> [Предложенный текст]

Полная версия
Из дневников
…О журналах. Утомляется читать худож(ественную) литературу, журналов почти не читает, особенно скучнейшие, вроде «Раб(очего) ж(урнала)» – особую симпатию питает… к «Пролетарской революции», где… «так неисчерпаемо много ценного материала»… Отговорили.
Книг хранить не умеет, не любит – дома почти нет ничего. Удивился обилию книг у меня – особо жадно посматривал на сборники из гражданской войны.
…Потом говорил, что хочет писать большую вещь о ЧК.
– Только не знаю, справлюсь ли – очень уж я однобоко думаю о ЧК. И это оттого, что чекисты, которых знаю, ну… ну, просто святые люди, даже те, что собственноручно расстреливали… И я опасаюсь, не получилось бы приторно. А другой стороны не знаю. Да и не знаю вовсе настроений тех, которые населяли камеры – это меня как-то даже и не интересует. Все-таки возьмусь! Отговорили.
Главный разговор – о «Чапаеве».

> [Исходные данные]
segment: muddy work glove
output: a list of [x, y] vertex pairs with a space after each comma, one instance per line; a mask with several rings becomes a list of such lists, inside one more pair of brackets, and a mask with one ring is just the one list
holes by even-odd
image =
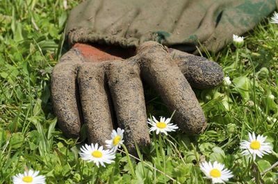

> [Условие задания] Повторите без изменений фрагмент предложенного текста, который открывается словами, содержащими «Полная версия», и завершается словами «большую вещь о ЧК.». Приведённые данные являются самостоятельным материалом.

> [Решение задачи]
Полная версия
Из дневников
…О журналах. Утомляется читать худож(ественную) литературу, журналов почти не читает, особенно скучнейшие, вроде «Раб(очего) ж(урнала)» – особую симпатию питает… к «Пролетарской революции», где… «так неисчерпаемо много ценного материала»… Отговорили.
Книг хранить не умеет, не любит – дома почти нет ничего. Удивился обилию книг у меня – особо жадно посматривал на сборники из гражданской войны.
…Потом говорил, что хочет писать большую вещь о ЧК.